Text for analysis:
-----

Vaccine myths debunked
Published on 31st May, 2021 at 10:41 am
Vaccines are not a shot in the dark – they save millions of lives every year. Here’s what you need to know about them.
For as long as there have been vaccines, there have been people who mistrust them. Some say it’s because of their religious beliefs, or sanitary or political objections. Some people don’t trust science or their government, while others believe the many myths around vaccinations, or simply don’t think they are necessary.
Thanks to the COVID-19 vaccine, there is a fresh interest in the safety of vaccines. Research shows that most of our biggest fears about vaccinations are unproven.
Myth #1: Vaccines contain toxins
In 2005, Rolling Stone published an article focusing partly on a conspiracy theory that the US government was covering up evidence that thimerosal, a preservative containing mercury and used in vaccines, was causing autism. The article was amended after flaws and fraud in the science were exposed.
According to World Health Organization (WHO), there is no evidence that links thimerosal to health problems – plus, as the Centers for Disease Control and Prevention (CDC) also pointed out, it was removed from vaccines in 2001. There is also no evidence that today’s vaccines contain traceable and/or harmful amounts of formaldehyde or aluminium.
Myth #2: Children’s immune systems can’t handle so many vaccinations
Children’s vaccinations are spaced out from birth to age 12, with most concentrated in the first 18 months. There is no scientific evidence that this places strain on their immune systems. According to WHO: “If an infant is eligible for more than one type of vaccine, it is safe to give the different vaccines at different injection sites during the same session.”
The Department of Health also emphasises: “Never miss a chance to immunise…. If in doubt whether a child has had a certain dose or not, give that dose. Extra doses aren’t harmful.” Children are exposed to countless bacteria and viruses every day, and a healthy immune system cannot be ‘overloaded’, since its cells are constantly replenished.
Myth #3: Vaccines make you sick
Vaccines can cause mild symptoms of the diseases they protect you from, but according to a 2016 study published in The Journal of Allergy and Clinical Immunology, side effects are less-than-one-in-a-million rare. These symptoms are not a sign of infection, but a sign of the body’s immune response to the vaccine.
Myth #4: Vaccines cause autism
The falsehood that the measles, mumps and rubella (MMR) vaccine could cause autism stems from a now-debunked 1998 study by a UK doctor, Andrew Wakefield. Not only was the claim medically unsound, but a 2004 investigation also showed that he had applied for a patent for an MMR vaccine of his own and was being paid by a lawyer who was trying to sue MMR manufacturers. A subsequent investigation also found that he had performed painful and unnecessary procedures, including lumbar punctures and colonoscopies, on children. His paper was retracted, and his medical licence revoked. Yet the myth still persists, with believers cherry-picking data to support baseless claims.
One upside of the myth, though, was that it prompted a number of scientific studies – one involving 1.2 million people – with no evidence whatsoever being found that links the MMR vaccine to autism.
Myth #5: Natural immunity is better
In some cases, it could be – but just like in Russian roulette, your odds can quickly go south. According to the CDC, if you want to build immunity against measles by contracting measles, your chances of death are one in 500. Yikes.

-----

Work task A: According to the vaccine myths article, in what year was thimerosal removed from vaccines?
Work task B: Rewrite the section of the vaccine myths article starting at "The Department of" and ending at "are constantly replenished.", putting "numerous" in place of "countless".
The material below stands apart from the vaccine myths article.

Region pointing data

-----

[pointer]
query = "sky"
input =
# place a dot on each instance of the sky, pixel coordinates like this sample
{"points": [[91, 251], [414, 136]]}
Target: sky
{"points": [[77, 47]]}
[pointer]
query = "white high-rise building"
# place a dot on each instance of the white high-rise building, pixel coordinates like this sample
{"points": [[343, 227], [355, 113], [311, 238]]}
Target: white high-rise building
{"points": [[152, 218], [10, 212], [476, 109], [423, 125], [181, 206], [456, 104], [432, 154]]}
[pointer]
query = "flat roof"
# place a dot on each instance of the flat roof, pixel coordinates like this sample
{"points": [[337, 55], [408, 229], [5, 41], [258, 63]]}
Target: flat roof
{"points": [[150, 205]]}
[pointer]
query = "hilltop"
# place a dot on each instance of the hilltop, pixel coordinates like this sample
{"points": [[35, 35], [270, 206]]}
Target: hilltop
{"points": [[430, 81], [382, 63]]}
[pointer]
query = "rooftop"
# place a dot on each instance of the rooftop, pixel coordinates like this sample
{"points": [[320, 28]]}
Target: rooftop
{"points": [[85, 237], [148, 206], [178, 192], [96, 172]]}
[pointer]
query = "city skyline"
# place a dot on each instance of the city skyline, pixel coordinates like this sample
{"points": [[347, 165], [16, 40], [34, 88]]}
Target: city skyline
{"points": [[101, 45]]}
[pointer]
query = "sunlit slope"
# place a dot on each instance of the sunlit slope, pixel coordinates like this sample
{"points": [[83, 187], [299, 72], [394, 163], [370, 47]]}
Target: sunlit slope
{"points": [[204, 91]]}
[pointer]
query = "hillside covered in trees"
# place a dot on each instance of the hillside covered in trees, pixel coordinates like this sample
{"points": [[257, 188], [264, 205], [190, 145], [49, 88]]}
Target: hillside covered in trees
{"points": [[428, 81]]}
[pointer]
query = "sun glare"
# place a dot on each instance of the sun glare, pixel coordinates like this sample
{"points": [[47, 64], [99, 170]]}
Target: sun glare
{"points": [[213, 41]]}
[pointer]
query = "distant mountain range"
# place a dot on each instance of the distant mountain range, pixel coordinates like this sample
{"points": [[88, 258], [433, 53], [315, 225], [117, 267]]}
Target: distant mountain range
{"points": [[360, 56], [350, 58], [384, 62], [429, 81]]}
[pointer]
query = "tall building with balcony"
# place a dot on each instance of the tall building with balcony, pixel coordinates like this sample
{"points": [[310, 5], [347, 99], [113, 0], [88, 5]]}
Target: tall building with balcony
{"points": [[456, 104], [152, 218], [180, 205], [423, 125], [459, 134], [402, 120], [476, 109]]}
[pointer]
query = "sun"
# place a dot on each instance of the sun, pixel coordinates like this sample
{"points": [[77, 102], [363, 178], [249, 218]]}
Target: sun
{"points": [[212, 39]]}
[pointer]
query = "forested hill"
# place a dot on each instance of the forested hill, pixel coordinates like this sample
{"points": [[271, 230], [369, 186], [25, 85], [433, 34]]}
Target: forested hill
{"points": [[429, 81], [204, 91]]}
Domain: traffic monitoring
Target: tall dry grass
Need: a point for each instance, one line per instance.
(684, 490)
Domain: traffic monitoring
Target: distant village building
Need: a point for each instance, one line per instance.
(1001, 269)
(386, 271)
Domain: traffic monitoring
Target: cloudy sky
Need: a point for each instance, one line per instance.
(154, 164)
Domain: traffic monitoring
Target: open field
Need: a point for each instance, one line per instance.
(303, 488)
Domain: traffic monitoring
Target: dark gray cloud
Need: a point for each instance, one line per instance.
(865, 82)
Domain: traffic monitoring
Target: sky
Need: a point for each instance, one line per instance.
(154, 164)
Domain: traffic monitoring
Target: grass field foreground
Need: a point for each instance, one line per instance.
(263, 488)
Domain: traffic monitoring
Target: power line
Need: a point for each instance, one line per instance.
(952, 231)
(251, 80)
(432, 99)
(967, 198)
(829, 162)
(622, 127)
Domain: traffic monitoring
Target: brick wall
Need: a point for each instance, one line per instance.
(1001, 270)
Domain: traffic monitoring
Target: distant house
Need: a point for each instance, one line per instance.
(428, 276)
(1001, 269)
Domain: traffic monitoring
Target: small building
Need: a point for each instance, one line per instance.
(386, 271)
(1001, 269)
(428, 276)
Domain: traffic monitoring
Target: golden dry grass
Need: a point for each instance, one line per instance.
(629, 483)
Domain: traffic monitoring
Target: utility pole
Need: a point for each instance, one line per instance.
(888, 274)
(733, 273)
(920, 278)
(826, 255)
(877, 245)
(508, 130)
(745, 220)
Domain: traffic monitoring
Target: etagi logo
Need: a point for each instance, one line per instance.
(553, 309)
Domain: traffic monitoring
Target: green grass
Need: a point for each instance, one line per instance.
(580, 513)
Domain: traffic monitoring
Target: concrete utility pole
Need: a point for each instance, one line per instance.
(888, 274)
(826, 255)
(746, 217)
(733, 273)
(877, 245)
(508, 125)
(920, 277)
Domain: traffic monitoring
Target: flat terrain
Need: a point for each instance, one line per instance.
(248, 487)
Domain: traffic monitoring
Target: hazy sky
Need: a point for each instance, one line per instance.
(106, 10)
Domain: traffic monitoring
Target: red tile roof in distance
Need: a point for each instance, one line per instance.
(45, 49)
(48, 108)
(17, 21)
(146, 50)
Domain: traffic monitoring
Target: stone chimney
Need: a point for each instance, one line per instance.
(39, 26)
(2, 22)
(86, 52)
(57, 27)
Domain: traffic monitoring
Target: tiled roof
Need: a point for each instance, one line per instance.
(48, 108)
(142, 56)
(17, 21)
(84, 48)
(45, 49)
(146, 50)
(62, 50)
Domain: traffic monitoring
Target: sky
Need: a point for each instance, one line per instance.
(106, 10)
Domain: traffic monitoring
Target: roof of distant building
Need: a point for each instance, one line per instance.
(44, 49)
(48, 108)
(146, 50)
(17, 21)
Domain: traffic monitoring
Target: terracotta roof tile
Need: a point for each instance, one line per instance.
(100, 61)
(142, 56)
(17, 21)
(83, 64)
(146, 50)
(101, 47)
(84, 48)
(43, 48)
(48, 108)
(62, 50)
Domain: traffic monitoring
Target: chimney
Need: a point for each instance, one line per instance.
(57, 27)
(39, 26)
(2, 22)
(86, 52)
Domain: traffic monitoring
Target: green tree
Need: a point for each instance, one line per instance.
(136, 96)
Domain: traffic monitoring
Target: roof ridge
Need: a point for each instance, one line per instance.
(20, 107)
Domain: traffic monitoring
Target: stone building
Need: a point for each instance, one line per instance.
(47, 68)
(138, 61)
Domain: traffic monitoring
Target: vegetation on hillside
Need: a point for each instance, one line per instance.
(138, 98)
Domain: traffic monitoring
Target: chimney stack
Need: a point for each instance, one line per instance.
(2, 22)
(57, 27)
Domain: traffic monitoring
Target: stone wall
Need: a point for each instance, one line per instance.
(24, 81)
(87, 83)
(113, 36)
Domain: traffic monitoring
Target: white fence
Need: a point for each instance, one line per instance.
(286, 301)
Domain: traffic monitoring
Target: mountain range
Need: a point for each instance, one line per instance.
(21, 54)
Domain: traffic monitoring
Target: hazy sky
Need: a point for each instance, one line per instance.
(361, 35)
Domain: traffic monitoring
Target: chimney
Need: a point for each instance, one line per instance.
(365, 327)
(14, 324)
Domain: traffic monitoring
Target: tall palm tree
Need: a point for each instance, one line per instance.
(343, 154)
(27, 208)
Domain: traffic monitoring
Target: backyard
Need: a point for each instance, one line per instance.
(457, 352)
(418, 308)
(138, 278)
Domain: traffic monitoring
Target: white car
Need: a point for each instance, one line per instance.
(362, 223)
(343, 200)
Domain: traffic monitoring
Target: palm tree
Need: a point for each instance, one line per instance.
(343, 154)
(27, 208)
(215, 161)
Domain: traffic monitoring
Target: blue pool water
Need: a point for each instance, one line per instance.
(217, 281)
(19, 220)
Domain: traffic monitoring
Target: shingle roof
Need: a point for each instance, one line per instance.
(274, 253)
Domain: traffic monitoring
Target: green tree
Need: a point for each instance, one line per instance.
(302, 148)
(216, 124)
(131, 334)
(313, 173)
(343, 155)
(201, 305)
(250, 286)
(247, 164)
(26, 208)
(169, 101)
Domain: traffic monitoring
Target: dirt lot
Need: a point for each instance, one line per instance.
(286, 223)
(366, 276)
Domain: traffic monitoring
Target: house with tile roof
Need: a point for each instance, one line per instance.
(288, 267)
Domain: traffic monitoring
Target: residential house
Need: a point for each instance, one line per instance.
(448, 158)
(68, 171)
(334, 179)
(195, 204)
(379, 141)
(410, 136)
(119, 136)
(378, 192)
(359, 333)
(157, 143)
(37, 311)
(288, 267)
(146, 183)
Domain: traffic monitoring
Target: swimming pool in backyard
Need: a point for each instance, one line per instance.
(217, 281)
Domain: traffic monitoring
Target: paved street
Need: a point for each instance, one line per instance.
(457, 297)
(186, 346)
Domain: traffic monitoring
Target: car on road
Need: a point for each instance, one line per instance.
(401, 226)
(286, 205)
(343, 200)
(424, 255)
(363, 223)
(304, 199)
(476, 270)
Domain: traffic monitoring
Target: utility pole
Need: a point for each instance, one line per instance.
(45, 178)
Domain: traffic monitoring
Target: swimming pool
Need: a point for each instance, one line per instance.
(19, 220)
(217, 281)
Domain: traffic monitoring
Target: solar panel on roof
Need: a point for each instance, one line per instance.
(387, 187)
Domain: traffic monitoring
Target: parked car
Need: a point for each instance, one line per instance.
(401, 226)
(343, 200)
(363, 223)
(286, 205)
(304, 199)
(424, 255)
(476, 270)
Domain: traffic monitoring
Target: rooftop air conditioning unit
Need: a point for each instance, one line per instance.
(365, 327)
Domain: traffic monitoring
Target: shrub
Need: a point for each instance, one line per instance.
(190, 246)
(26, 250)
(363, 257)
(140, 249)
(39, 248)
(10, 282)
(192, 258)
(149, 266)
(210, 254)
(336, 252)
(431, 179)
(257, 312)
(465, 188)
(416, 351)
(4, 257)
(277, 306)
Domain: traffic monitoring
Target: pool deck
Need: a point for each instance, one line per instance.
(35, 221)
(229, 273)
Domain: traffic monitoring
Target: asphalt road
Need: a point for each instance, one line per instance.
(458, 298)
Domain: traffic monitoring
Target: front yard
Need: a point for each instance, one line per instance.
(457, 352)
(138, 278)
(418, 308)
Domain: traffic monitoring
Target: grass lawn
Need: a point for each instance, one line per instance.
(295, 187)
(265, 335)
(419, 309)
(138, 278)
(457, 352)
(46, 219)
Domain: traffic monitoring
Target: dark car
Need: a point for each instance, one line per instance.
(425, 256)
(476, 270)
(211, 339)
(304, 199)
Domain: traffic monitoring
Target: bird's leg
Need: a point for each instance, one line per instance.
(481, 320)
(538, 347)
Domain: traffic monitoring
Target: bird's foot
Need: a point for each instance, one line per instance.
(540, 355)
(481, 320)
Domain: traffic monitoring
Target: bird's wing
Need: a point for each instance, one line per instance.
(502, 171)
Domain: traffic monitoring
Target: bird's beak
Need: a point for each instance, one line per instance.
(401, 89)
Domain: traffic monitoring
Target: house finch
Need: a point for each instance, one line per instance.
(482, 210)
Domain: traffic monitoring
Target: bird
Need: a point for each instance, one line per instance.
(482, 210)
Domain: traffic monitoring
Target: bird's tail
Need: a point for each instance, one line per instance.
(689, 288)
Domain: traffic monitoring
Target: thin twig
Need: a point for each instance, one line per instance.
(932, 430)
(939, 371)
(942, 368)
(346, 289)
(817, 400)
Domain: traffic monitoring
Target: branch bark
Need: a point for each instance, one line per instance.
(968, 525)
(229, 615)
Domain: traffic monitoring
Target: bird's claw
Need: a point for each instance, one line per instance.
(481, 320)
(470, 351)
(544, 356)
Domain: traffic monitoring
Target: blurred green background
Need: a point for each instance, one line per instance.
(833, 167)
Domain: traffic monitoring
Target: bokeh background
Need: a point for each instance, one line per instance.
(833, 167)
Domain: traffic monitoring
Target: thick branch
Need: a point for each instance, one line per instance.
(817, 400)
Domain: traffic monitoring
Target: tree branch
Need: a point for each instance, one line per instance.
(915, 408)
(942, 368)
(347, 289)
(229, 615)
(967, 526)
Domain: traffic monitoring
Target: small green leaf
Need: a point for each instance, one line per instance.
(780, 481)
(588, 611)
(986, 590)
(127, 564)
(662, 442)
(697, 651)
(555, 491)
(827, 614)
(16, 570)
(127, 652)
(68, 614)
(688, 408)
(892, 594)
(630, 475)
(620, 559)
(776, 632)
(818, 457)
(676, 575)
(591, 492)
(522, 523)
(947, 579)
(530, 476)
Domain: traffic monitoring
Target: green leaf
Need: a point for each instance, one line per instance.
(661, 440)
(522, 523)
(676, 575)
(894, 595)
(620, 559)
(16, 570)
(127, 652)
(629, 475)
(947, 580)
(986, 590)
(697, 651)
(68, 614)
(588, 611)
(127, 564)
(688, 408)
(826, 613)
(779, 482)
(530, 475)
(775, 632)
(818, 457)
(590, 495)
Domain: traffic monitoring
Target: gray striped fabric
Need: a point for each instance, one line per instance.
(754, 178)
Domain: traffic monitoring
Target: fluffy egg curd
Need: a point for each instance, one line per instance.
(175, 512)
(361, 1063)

-----

Answer space A: 2001

Answer space B:
The Department of Health also emphasises: “Never miss a chance to immunise…. If in doubt whether a child has had a certain dose or not, give that dose. Extra doses aren’t harmful.” Children are exposed to numerous bacteria and viruses every day, and a healthy immune system cannot be ‘overloaded’, since its cells are constantly replenished.